(Location identification entries)

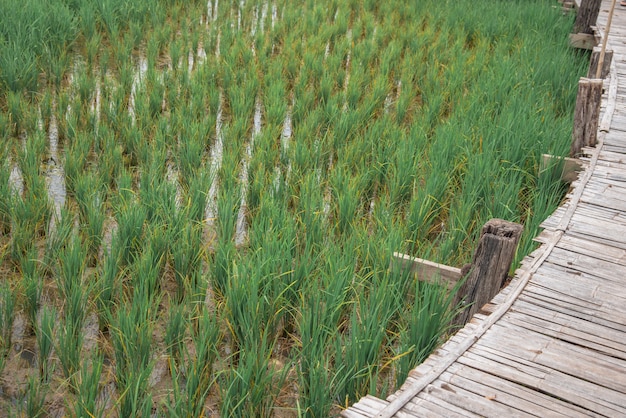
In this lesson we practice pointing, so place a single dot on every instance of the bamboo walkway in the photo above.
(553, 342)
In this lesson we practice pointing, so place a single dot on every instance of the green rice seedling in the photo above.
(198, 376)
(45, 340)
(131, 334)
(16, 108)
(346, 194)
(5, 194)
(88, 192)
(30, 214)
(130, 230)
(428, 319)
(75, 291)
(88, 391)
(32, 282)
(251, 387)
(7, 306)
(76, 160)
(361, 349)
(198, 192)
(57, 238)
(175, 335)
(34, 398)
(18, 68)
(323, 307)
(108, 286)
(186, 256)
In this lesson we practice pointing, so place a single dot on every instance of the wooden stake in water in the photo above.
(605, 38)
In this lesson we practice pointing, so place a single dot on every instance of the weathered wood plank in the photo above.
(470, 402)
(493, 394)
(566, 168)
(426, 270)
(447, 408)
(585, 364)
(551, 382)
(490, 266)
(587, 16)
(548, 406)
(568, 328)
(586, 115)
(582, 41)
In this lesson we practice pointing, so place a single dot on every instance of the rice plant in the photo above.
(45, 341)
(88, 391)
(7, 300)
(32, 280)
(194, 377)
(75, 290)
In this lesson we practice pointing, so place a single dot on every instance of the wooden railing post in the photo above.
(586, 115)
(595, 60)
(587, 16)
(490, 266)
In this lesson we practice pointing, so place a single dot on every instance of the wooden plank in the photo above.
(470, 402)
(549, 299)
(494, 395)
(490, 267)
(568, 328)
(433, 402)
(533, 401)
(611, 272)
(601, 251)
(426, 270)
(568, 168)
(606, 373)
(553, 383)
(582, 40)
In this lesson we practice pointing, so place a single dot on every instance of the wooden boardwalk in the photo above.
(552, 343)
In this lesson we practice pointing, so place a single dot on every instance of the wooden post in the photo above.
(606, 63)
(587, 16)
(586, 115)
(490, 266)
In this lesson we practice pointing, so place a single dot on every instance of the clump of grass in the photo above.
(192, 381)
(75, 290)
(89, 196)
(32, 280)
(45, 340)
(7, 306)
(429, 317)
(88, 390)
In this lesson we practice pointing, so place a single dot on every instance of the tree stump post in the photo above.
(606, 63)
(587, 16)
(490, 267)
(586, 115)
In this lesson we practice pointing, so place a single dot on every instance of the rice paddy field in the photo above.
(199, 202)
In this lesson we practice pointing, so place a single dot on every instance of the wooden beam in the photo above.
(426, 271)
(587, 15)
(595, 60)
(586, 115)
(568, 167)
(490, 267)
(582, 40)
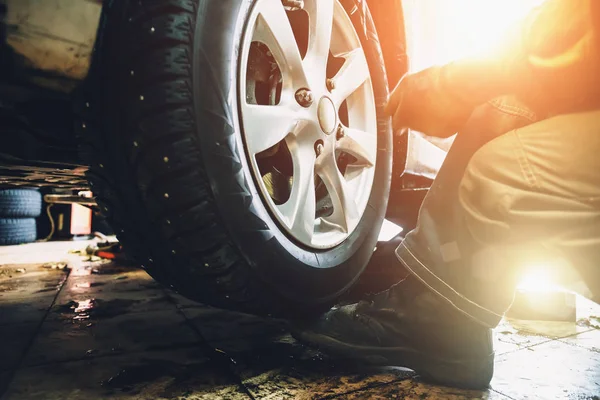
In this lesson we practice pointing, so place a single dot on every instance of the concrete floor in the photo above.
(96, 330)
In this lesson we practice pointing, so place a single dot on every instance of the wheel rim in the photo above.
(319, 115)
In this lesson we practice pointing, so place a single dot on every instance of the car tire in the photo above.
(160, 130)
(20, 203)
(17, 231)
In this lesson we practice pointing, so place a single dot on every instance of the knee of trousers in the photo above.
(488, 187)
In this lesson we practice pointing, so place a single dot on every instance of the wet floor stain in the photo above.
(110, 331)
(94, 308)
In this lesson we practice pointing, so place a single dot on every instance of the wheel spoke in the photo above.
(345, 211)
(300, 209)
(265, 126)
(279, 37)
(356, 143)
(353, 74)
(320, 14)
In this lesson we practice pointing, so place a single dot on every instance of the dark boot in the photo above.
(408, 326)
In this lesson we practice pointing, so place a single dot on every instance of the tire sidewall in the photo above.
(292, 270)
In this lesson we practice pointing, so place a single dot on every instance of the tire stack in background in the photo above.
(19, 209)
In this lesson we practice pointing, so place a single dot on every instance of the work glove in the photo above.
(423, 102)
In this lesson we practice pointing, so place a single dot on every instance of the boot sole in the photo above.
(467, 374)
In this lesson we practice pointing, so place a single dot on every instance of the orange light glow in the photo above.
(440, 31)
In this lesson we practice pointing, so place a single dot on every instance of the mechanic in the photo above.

REQUIRED WORK:
Write out every entry above word for word, along with its points, and omit the pictures.

RESULT OF THE EXERCISE:
In this lesson we practice pointing, so place a single dot on every instance of the bamboo walkway in the photo above.
(553, 342)
In this lesson we practice pointing, so place a single dot on every instance of the green rice seedling in the photo above.
(198, 376)
(45, 340)
(131, 334)
(16, 108)
(346, 194)
(5, 194)
(88, 192)
(30, 214)
(130, 230)
(428, 319)
(75, 291)
(88, 391)
(32, 282)
(251, 387)
(7, 306)
(76, 160)
(361, 349)
(198, 192)
(57, 238)
(175, 335)
(34, 398)
(18, 68)
(323, 307)
(108, 286)
(186, 256)
In this lesson we practice pointing, so place a single dot on every instance of the wooden stake in water in the photo above.
(605, 38)
In this lesson we practice pointing, so place a single dot on every instance of the weathered wood plank in the photo above.
(470, 402)
(493, 394)
(566, 168)
(426, 270)
(447, 408)
(585, 364)
(551, 382)
(490, 266)
(587, 16)
(548, 406)
(568, 328)
(586, 115)
(582, 41)
In this lesson we practice pointing, so place a single dot on every instance of the rice plant in the photo above.
(45, 341)
(88, 391)
(7, 300)
(32, 280)
(194, 377)
(75, 290)
In this lesson we practice pointing, so place a single dot on every instance of the wooden railing post in the photo above.
(586, 115)
(595, 60)
(587, 16)
(490, 266)
In this lesson we practice pointing, so place a single dot on every instance of the wooden plank in the photo above.
(470, 402)
(549, 299)
(494, 395)
(490, 267)
(568, 328)
(433, 402)
(533, 401)
(611, 272)
(601, 251)
(426, 270)
(568, 168)
(606, 373)
(553, 383)
(582, 40)
In this lesson we practice pointing, so place a single dot on every instance of the wooden boardwalk in the photo above.
(552, 343)
In this lesson we practice pointing, so place a single dot on every instance of the wooden post in the photo above.
(606, 63)
(587, 16)
(586, 115)
(490, 266)
In this lesson we practice pointing, so place a single dot on every instance of the clump of grass in the photo above.
(192, 381)
(75, 290)
(89, 196)
(32, 280)
(45, 340)
(7, 306)
(429, 317)
(88, 390)
In this lesson we practice pointing, so place a single dot on every instance of the tree stump post in the photo above.
(606, 63)
(587, 16)
(490, 267)
(586, 115)
In this lesson we practice pointing, so place a single dot on every instance of the rice paddy field in the photo above.
(199, 202)
In this lesson we practice pointing, so place a single dot on every instance of the wooden beam in the photo above.
(426, 271)
(587, 15)
(595, 60)
(586, 115)
(568, 167)
(490, 267)
(582, 40)
In this lesson we practice pointing, so place a single dot on every instance of the concrete floor in the photo above.
(96, 330)
In this lesson we practice pointing, so place a single dot on every instance of the wheel rim in the photo above.
(319, 115)
In this lesson we practice pointing, so place a single dot on every instance of the car tire in the photo above.
(160, 130)
(20, 203)
(17, 231)
In this lesson we practice pointing, so place a single dot on every instance of the knee of trousers in the photo above.
(488, 187)
In this lesson we practice pointing, so place a single dot on every instance of the wet floor stain in the photo above.
(110, 331)
(94, 308)
In this lesson we practice pointing, so place a single dot on every instance of the wheel spoke in the photo above.
(345, 211)
(300, 209)
(265, 126)
(279, 37)
(356, 143)
(353, 74)
(320, 14)
In this lesson we practice pointing, so place a single dot on every instance of the dark boot in the photo above.
(408, 326)
In this lesson we practice pointing, so place a single dot on every instance of the tire sidewall in the photo above.
(292, 270)
In this lesson we practice pointing, so place a single dot on every instance of the tire stack in background in the photo above.
(19, 209)
In this lesson we practice pointing, so place a single dot on every instance of the work glove in the photo above.
(423, 102)
In this lesson we practice pointing, so place a single dot on every instance of the boot sole in the photo above.
(467, 374)
In this lesson we practice pointing, so place a single dot on every instance of the orange light glow in the photo above.
(440, 31)
In this lesson we practice pointing, so place a single dot on every instance of the mechanic in the photo above.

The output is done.